• _QUOTED PASSAGE_
-=-=-=-=-

Looking for oil-free, healthy cookies? Sweet, satisfying vegan oatmeal peanut butter cookies—no one will know they are oil-free!
Who wants an oil-free vegan cookie recipe?
Ok, this isn’t my first oil-free vegan cookie recipe. In fact, over the years I have developed quite a cookie recipes, and also have a full post with pro tips for substituting oil in cookies.
So here’s another! And I think you’ll love these Oatmeal Peanut Butter Cookies. They have wonderful flavor and texture.
Must mention: While this is an oil-free vegan cookie, this is not a fat-free cookie.
No thanks. I’m not bringing back the 90’s Snackwells craze.
I don’t believe truly delicious cookies can be low-fat. Muffins and quick breads – yes. But cookies need a little fat to satisfy a cookie craving.
This oil-free vegan cookie will indeed satisfy, with wholesome rolled oats, and a nutty/sweet marriage of peanut butter (or nut butter) and raisins.
They also stay nicely crisp on the outside with a moist inside. Noone would ever guess that this is an oil-free vegan cookie… they are too good!
Sometimes I’ll make the batter without chocolate chips, form cookies with the first half of the batter, then add chips to the remaining half.

-=-=-=-=-

Saved entries:

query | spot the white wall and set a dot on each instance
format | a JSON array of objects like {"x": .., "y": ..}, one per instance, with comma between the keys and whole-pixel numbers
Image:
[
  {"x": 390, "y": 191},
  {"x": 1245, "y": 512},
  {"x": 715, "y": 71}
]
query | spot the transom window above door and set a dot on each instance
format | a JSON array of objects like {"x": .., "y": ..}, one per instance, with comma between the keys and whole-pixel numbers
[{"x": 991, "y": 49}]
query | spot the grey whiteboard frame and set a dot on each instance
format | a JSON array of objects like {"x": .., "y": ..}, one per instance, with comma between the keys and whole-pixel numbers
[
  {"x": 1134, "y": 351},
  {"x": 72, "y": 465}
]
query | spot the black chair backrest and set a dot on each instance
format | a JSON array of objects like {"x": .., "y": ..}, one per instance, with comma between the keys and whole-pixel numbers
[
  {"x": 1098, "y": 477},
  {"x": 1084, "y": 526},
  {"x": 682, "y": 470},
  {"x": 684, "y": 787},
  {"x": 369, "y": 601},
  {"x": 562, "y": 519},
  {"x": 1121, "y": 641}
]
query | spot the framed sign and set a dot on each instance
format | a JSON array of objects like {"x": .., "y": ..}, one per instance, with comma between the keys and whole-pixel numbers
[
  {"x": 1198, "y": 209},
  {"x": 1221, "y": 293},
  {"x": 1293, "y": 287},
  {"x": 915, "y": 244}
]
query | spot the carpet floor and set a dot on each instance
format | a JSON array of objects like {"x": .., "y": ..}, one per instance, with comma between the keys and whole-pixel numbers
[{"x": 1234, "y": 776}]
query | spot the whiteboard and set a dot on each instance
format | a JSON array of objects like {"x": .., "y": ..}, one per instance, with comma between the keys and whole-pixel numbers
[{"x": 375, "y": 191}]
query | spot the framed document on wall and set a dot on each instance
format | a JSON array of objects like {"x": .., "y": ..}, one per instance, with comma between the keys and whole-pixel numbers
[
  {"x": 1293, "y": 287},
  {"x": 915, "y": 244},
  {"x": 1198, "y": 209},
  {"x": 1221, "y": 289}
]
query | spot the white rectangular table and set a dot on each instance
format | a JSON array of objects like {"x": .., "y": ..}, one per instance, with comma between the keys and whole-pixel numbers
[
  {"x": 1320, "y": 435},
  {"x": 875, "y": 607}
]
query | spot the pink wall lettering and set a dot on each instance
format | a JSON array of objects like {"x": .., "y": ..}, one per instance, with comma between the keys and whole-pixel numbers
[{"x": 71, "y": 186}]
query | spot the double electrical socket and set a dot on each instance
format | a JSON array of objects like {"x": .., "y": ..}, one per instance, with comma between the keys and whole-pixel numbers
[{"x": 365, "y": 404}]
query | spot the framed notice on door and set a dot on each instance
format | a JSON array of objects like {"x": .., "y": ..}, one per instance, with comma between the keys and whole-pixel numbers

-=-=-=-=-

• _WHAT TO DO_
**A)** Name every ingredient that the cookie post says goes into these cookies, including any optional or substitute ingredient.
**B)** Pick out each line of the listing that contains the string "query", matching case exactly, and copy those lines.
The cookie post and the listing have no connection to each other.

• _WRITTEN RESPONSES_
**A)**
- Rolled oats
- Peanut butter
- Nut butter (as an alternative to peanut butter)
- Raisins
- Chocolate chips (optional)

**B)**
query | spot the white wall and set a dot on each instance
query | spot the transom window above door and set a dot on each instance
query | spot the grey whiteboard frame and set a dot on each instance
query | spot the black chair backrest and set a dot on each instance
query | spot the framed sign and set a dot on each instance
query | spot the carpet floor and set a dot on each instance
query | spot the whiteboard and set a dot on each instance
query | spot the framed document on wall and set a dot on each instance
query | spot the white rectangular table and set a dot on each instance
query | spot the pink wall lettering and set a dot on each instance
query | spot the double electrical socket and set a dot on each instance
query | spot the framed notice on door and set a dot on each instance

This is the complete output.